--- Tekstfragment ---
/---
Muziek

Pianolegende Alfred Brendel wordt 80

Ook al liet Alfred Brendel twee jaar geleden na een afscheidstournee de concertpodia achter zich, de wereld is de pianolegende nog niet vergeten. Portret van een eigenzinnig kunstenaar bij zijn tachtigste verjaardag, eerder deze maand.

21 January 2011 21:08Gewijzigd op 14 November 2020 13:23
Meesterpianist Alfred Brendel vierde op 5 januari zijn tachtigste verjaardag. Foto ANP
Meesterpianist Alfred Brendel vierde op 5 januari zijn tachtigste verjaardag. Foto ANP

Hij nam drie jaar geleden zelf de regie in handen. Al in november 2007 kondigde hij aan dat zijn tournee van 2008 de laatste zou zijn. Niet omdat hij niet meer kon. Maar juist omdat hij nog wél kon. „Ik wil niet wachten tot het fysiek verval me het stoppen dicteert”, verklaarde hij destijds in NRC Handelsblad. „Ik heb er daarom nu ook volledige vrede mee – juist omdat er op dit moment mentaal noch fysiek noodzaak voor is.”
\---
--- Uit te voeren ---
A. Haal uit de rijen hieronder elke rij die de string "brick" bevat en neem die ongewijzigd over.
B. Schrijf het vervolg van het stuk over pianist Alfred Brendel, te beginnen na de laatste zin.

--- Vastgelegde gegevens ---
/---
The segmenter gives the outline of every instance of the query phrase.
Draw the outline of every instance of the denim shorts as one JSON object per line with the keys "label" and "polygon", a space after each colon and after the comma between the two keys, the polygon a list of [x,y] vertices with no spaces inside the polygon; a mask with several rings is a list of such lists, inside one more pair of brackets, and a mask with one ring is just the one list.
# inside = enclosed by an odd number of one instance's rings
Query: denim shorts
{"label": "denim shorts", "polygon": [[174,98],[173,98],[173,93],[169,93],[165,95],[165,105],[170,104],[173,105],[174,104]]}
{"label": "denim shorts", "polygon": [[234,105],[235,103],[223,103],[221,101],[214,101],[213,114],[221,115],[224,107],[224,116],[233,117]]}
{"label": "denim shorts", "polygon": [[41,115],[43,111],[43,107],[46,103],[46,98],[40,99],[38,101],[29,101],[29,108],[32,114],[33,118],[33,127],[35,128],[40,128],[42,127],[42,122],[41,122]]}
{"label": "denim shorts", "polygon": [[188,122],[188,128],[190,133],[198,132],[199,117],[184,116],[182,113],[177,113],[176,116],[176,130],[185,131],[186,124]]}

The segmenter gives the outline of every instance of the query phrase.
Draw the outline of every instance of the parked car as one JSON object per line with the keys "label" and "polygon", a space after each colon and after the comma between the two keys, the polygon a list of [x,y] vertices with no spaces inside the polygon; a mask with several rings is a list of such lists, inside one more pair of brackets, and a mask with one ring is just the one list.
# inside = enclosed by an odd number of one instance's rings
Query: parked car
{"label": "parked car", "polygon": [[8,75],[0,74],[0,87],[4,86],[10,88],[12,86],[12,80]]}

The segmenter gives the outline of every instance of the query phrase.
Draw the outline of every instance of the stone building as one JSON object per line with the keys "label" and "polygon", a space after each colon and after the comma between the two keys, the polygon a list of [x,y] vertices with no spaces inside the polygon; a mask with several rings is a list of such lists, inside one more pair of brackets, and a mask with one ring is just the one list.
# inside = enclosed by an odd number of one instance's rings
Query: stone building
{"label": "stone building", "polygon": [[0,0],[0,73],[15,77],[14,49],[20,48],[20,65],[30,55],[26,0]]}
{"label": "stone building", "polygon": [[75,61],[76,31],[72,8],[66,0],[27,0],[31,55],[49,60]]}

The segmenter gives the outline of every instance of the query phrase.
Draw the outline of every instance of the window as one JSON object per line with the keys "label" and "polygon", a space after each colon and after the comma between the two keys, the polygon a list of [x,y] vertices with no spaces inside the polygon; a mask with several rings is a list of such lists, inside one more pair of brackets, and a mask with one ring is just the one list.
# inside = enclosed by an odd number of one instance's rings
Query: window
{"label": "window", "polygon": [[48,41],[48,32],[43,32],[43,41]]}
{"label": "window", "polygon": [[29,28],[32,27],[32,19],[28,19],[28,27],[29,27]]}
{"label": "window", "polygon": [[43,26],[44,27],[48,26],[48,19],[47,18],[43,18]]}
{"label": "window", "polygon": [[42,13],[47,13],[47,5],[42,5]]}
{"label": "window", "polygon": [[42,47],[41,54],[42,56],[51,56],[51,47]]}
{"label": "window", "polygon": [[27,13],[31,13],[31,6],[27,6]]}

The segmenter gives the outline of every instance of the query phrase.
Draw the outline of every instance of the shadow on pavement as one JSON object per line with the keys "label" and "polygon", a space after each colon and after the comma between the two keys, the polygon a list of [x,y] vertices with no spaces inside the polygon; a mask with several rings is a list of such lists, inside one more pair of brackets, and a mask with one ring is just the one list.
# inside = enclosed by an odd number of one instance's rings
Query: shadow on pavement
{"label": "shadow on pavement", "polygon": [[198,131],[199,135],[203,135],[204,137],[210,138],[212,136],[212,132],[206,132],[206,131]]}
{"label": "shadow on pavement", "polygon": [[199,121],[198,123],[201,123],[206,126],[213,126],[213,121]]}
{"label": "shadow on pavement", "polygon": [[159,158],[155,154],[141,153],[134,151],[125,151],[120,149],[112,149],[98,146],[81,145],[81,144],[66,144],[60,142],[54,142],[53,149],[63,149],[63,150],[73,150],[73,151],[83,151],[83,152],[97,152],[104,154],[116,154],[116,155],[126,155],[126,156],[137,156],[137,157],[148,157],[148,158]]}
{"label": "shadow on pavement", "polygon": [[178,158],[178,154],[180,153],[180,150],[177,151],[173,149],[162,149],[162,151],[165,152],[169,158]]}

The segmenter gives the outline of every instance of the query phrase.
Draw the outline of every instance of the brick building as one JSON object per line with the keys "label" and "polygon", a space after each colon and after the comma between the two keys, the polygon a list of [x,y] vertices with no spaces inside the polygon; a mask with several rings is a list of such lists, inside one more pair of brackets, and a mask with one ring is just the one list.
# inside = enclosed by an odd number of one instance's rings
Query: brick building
\---
--- Resultaten op volgorde ---
A.
Draw the outline of every instance of the brick building as one JSON object per line with the keys "label" and "polygon", a space after each colon and after the comma between the two keys, the polygon a list of [x,y] vertices with no spaces inside the polygon; a mask with several rings is a list of such lists, inside one more pair of brackets, and a mask with one ring is just the one list.
Query: brick building

B.
En dus nam het Nederlandse publiek in oktober 2008 afscheid van de ”intellectuele pianist”, die sinds 1972 niet minder dan 49 optredens in het Amsterdamse Concertgebouw verzorgde – een record. Het afscheid van ‘de wereld’ volgde twee maanden later, op 18 december in de Musikverein in Wenen. Daar immers lag voor Brendel, die ooit in Tsjecho-Slowakije geboren werd, het begin van zijn carrière.

Op zijn 80e stilzitten in zijn victoriaanse optrekje in Hampstead, de elitebuitenwijk van Londen waar hij sinds 1971 woont, kan Brendel niet. Nu hij zijn ene leven heeft afgesloten, komt er meer ruimte voor het tweede leven, dat hij ook al jaren leidt: dat van de literatuur. Meer dan ooit is hij bezig met het schrijven van poëzie en muzikale essays. Ondertussen reist hij de wereld over voor het geven van lezingen en masterclasses.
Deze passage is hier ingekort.